*** Task input

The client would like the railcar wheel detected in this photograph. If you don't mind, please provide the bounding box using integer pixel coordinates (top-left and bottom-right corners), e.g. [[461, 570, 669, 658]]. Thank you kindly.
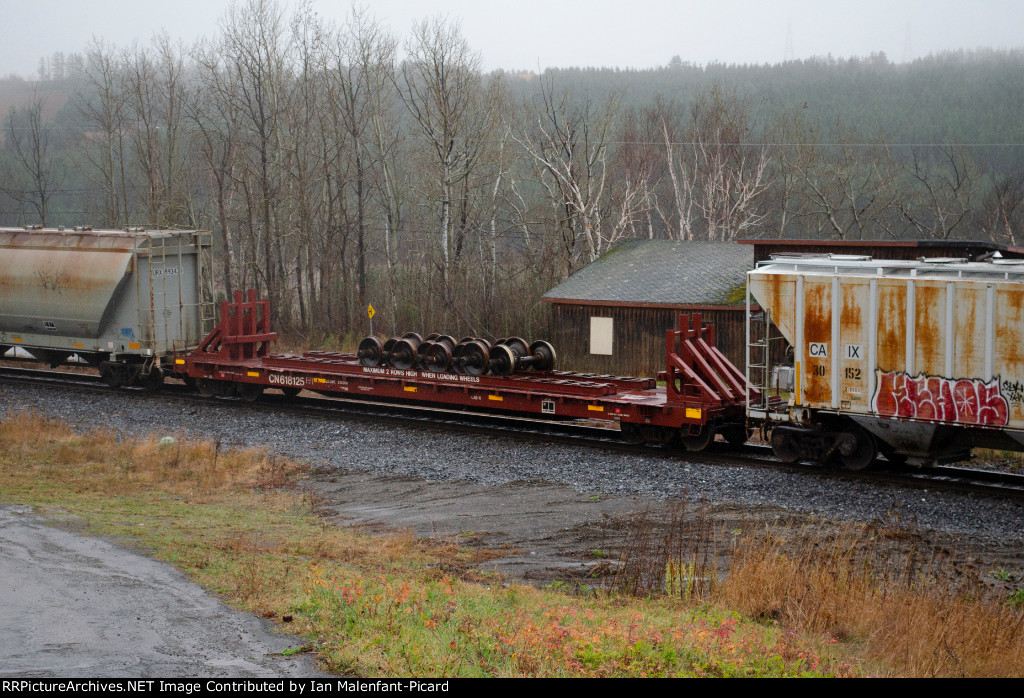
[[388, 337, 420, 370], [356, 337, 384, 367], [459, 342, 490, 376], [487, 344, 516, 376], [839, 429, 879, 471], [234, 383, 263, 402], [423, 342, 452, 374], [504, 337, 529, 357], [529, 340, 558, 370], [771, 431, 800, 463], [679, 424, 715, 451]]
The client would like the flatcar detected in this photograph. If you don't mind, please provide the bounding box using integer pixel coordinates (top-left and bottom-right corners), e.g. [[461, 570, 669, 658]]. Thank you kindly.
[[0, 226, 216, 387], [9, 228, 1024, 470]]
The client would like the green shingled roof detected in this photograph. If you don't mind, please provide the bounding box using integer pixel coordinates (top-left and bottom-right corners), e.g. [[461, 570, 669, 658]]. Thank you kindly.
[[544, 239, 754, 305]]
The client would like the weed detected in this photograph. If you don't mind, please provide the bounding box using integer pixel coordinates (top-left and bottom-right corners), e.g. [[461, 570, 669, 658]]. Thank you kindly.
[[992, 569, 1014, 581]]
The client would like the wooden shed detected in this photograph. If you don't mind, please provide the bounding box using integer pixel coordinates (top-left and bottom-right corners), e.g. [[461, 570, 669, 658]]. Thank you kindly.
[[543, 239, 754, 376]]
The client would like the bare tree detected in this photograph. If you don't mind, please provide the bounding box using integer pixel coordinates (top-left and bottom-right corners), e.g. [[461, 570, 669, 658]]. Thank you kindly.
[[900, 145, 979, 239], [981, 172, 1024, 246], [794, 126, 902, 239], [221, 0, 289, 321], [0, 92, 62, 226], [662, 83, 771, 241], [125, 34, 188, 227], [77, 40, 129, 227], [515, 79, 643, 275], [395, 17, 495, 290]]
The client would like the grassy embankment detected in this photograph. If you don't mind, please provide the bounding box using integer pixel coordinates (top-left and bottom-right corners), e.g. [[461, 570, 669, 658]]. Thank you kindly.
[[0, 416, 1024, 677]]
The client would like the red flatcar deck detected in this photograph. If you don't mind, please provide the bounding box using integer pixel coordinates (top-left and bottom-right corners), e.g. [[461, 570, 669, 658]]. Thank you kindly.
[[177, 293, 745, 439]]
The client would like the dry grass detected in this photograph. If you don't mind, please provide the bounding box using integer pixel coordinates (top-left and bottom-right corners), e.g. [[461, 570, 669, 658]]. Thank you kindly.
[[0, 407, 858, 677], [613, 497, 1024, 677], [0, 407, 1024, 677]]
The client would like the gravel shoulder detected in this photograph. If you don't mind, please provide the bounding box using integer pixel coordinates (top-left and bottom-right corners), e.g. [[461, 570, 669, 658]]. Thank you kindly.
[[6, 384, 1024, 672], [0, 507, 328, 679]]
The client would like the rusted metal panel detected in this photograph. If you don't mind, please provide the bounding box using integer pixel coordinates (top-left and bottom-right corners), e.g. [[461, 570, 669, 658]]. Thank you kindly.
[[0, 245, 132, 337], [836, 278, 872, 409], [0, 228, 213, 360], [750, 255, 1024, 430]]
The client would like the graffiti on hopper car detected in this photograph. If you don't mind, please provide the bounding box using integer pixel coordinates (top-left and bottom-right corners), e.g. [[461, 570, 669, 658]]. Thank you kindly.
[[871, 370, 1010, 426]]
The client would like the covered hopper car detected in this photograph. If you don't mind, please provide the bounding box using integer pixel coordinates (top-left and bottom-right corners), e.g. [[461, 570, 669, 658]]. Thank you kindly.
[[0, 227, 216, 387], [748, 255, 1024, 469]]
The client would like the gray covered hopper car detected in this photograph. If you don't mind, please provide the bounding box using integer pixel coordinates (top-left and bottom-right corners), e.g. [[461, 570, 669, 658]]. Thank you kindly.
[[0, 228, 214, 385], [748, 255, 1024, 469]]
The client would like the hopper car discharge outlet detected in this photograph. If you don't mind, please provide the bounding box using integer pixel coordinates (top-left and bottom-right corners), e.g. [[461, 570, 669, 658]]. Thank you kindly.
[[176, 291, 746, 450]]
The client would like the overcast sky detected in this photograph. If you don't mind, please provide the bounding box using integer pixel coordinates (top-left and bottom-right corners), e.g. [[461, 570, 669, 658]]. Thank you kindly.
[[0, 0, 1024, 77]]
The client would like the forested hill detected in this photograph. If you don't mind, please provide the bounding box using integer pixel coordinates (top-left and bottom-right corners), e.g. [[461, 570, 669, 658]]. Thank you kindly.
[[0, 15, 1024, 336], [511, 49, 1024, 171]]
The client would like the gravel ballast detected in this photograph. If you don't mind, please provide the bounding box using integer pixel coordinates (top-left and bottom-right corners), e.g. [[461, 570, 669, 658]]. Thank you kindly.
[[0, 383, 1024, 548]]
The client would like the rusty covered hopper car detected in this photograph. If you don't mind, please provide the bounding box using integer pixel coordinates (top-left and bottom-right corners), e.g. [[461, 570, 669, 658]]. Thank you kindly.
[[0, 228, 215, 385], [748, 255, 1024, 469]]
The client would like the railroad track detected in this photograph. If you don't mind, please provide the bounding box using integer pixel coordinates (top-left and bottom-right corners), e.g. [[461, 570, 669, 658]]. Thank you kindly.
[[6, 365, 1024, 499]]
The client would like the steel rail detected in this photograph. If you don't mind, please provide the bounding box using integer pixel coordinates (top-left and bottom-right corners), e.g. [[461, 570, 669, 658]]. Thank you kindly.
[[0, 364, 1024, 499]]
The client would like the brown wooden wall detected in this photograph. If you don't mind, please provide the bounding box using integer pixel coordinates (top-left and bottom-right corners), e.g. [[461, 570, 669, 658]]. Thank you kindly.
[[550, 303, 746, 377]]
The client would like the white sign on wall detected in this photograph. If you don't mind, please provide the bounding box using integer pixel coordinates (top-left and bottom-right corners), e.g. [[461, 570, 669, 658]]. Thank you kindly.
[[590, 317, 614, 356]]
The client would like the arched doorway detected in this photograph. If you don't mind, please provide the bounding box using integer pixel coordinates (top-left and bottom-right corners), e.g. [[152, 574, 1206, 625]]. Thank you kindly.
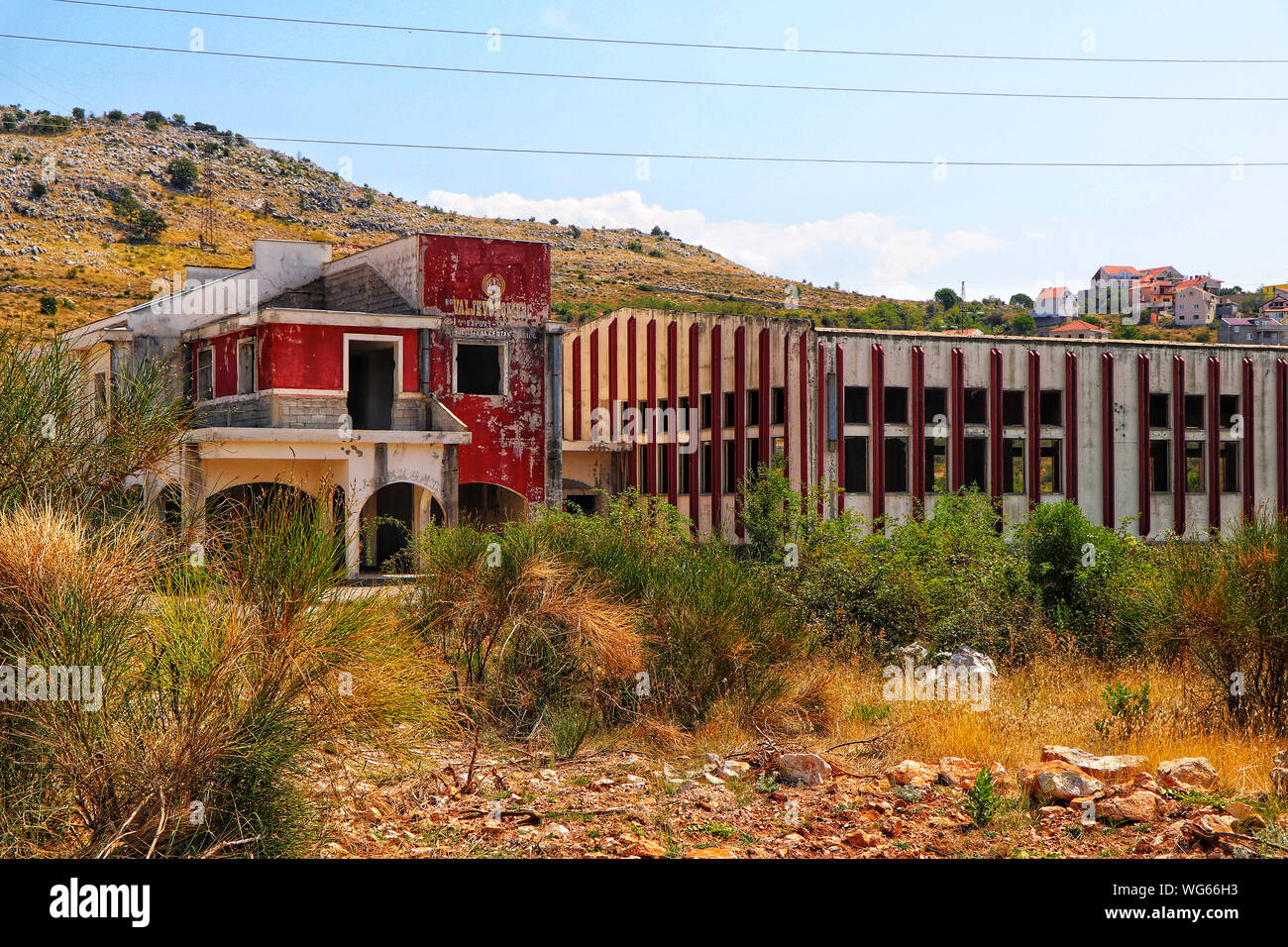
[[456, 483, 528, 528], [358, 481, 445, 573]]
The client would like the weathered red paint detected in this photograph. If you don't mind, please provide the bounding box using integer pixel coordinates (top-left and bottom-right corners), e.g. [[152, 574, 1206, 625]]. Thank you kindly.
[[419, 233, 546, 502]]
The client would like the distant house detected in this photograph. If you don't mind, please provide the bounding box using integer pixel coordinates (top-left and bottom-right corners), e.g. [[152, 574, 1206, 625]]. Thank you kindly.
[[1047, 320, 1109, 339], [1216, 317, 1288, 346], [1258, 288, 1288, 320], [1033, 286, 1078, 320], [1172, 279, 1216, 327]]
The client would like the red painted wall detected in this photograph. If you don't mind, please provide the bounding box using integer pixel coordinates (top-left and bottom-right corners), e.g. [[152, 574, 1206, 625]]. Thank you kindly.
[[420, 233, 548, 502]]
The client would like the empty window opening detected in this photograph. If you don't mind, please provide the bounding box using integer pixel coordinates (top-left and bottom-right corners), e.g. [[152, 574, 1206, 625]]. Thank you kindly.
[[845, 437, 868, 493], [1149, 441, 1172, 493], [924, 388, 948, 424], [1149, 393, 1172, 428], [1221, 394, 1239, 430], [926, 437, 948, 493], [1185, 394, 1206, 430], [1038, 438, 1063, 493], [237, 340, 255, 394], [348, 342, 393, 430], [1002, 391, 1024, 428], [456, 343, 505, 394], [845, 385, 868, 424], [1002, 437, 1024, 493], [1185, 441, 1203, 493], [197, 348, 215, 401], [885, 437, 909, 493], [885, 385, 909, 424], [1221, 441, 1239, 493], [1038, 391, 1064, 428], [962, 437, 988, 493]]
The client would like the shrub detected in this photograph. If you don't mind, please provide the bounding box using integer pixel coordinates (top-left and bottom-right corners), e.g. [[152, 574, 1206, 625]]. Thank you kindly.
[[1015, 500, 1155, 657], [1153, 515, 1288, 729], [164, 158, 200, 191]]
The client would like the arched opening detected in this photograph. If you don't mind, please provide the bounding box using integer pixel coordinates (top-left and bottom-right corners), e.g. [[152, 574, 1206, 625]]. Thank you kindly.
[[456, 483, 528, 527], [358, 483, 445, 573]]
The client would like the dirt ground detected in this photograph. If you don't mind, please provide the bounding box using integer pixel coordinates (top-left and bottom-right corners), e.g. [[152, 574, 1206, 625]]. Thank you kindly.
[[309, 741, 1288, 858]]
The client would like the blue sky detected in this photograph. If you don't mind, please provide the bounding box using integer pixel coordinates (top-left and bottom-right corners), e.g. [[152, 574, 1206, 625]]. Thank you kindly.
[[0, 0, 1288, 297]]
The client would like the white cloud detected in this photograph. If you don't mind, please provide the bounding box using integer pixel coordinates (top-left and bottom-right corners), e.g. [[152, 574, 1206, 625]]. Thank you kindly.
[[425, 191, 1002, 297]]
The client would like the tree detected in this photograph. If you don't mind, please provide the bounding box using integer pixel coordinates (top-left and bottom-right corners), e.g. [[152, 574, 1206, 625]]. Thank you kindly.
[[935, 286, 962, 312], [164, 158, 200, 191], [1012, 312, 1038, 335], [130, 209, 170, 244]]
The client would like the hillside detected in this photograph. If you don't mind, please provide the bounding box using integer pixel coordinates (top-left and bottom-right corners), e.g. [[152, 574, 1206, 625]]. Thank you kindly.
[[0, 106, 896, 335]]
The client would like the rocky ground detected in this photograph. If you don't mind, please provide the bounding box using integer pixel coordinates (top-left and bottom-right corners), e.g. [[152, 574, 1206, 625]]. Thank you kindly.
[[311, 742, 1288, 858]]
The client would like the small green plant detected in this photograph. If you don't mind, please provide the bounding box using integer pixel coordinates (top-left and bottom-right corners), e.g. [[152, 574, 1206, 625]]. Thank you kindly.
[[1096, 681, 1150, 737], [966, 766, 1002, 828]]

******

= Required task =
Please echo the lines from the line with "The client would like the covered" up to and including the line with "[[0, 227, 216, 387], [748, 255, 1024, 469]]".

= Solved exercise =
The client would like the covered hopper car detected in this photograph. If you don't mind, please provide the bounding box using integer pixel coordinates (top-left and bottom-right corners), e.g. [[461, 570, 669, 658]]. Thank you kindly.
[[0, 227, 216, 387], [748, 255, 1024, 469]]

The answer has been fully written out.